* WRITTEN INSTRUCTION A: Show each line of the records that contains the word "flying", copying the lines in full.

* ARTICLE:
"""
It is here that Osama bin Laden plans to make his last stand against American and allied forces, according to the intelligence sources of DEBKA-Net-Weekly.
The approximate locations of his bases are known to American strategists. But reaching them is a daunting prospect. The basic U.S. intelligence working proposition is that winkling the master terrorist out of his lair will not be achieved by going in with guns blazing and cannons booming. Neither will it be served by propping up the Northern Alliance of the Afghan opposition, or even by ousting the Taliban rulers in Kabul. Bin Laden will still elude them.
Therefore, the United States has posted a small force of Special Forces commandos – mostly Seals and Delta units – in the Tadjik center of Dzhartygumbez, no more than 35 miles from the Little Pamir panhandle, sending small squads in with orders to avoid engagements but searching for any clues to bin Laden’s whereabouts. Some have already skirmished with outlying al-Qaida patrols and sentries scattered around the mountain valleys.
The U.S. crack troops are escorted by Russian elite forces intelligence officers – armed with maps of a Little Pamir site the Soviet Union occupied and abandoned in 1993 – Russian troops permanently posted in Tadjikistan, and Tadjik mountain guides familiar with the smuggling trails between Russia, Afghanistan and China.
The Americans hope to cut the Pamir panhandle off, bottle bin Laden up in his retreat and then move in to capture him before the cruel mountain winter sets in. The first snow has already begun to fall.
"""
* SUPPLIED DATA:
"""
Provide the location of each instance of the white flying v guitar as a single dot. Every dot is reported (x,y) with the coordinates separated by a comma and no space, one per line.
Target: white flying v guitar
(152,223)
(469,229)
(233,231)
"""
* WRITTEN INSTRUCTION B: According to the article, how far is Dzhartygumbez from the Little Pamir panhandle?

* CORRECT ANSWER A:
Provide the location of each instance of the white flying v guitar as a single dot. Every dot is reported (x,y) with the coordinates separated by a comma and no space, one per line.
Target: white flying v guitar

* CORRECT ANSWER B: No more than 35 miles.